TEXTAUSZUG:
:::
Diese bestehen aus den Ereignissen und der Reaktion der Gesellschaft darauf. Ob z.B. eine bestimmte Person (z.B. ein Politiker) eine gewisse Erfahrung teilt, bedeutet in keiner Weise, dass er oder sie dann auch die gesamte gesellschaftliche Reaktion oder den sozialen Problemkomplex teilt.

 

Diese ganze Widersprüchlichkeit äußerte sich sehr stark in der Wechselwirkung zwischen Mr Trump und seiner Anhängerschaft.

Obwohl ein religiös desinteressierter, nicht gedienter Milliardär ohne politische Referenzen eigentlich kaum irgendwelche sozialen Erfahrungen mit seiner Wählerschaft teilte (außer häufig der Hautfarbe), konnte er eine enorme Masse an Unterstützern und finanzieller Unterstützung mobilisieren und weite Teile der Parteistrukturen in den USA demolieren.
:::
ERFASSTE DATEN:
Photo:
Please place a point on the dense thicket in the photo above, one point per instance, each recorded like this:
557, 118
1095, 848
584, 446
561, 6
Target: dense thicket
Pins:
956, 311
:::
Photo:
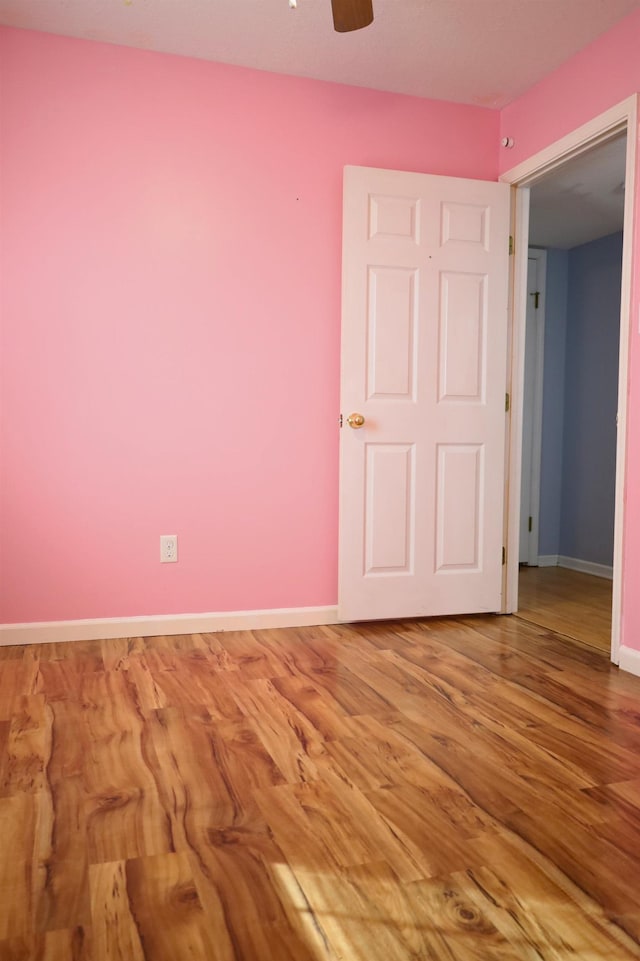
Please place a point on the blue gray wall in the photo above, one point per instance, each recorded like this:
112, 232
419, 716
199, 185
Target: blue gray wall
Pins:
:::
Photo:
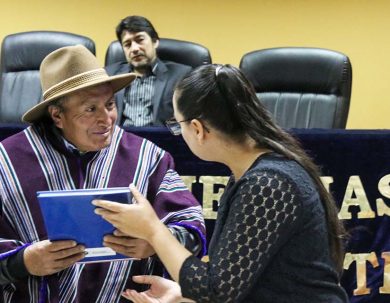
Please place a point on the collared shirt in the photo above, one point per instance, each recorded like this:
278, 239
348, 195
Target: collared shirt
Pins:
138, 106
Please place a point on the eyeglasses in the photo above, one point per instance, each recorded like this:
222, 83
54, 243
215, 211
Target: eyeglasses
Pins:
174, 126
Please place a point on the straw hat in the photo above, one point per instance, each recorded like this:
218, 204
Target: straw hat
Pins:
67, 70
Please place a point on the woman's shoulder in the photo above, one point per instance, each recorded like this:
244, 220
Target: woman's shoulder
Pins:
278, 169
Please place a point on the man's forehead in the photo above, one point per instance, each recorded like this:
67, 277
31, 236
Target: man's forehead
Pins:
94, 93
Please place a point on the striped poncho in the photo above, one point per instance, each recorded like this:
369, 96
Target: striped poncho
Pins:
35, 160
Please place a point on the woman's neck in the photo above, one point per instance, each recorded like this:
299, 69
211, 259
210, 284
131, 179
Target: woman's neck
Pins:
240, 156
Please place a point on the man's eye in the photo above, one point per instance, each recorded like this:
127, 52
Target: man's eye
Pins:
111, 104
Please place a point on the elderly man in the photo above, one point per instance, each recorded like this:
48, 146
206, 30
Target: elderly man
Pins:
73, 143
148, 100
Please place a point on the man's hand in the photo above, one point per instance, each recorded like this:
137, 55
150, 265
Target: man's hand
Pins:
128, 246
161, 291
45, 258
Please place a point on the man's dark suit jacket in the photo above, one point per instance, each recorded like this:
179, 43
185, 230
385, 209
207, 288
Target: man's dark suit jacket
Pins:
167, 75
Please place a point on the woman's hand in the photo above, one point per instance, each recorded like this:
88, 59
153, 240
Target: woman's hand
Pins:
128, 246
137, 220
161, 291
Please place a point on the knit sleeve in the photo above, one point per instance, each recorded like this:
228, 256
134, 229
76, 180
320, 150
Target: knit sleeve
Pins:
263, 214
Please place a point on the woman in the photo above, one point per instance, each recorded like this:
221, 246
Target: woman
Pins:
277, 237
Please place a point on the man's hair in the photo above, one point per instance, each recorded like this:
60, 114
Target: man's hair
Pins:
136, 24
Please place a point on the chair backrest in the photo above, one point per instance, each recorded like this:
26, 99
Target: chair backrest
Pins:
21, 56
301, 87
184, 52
:::
AUFGABENSTELLUNG:
Gib den vollständigen Textauszug über Mr Trump und seine Anhängerschaft wortgetreu wieder.

ANTWORT:
Diese bestehen aus den Ereignissen und der Reaktion der Gesellschaft darauf. Ob z.B. eine bestimmte Person (z.B. ein Politiker) eine gewisse Erfahrung teilt, bedeutet in keiner Weise, dass er oder sie dann auch die gesamte gesellschaftliche Reaktion oder den sozialen Problemkomplex teilt.

 

Diese ganze Widersprüchlichkeit äußerte sich sehr stark in der Wechselwirkung zwischen Mr Trump und seiner Anhängerschaft.

Obwohl ein religiös desinteressierter, nicht gedienter Milliardär ohne politische Referenzen eigentlich kaum irgendwelche sozialen Erfahrungen mit seiner Wählerschaft teilte (außer häufig der Hautfarbe), konnte er eine enorme Masse an Unterstützern und finanzieller Unterstützung mobilisieren und weite Teile der Parteistrukturen in den USA demolieren.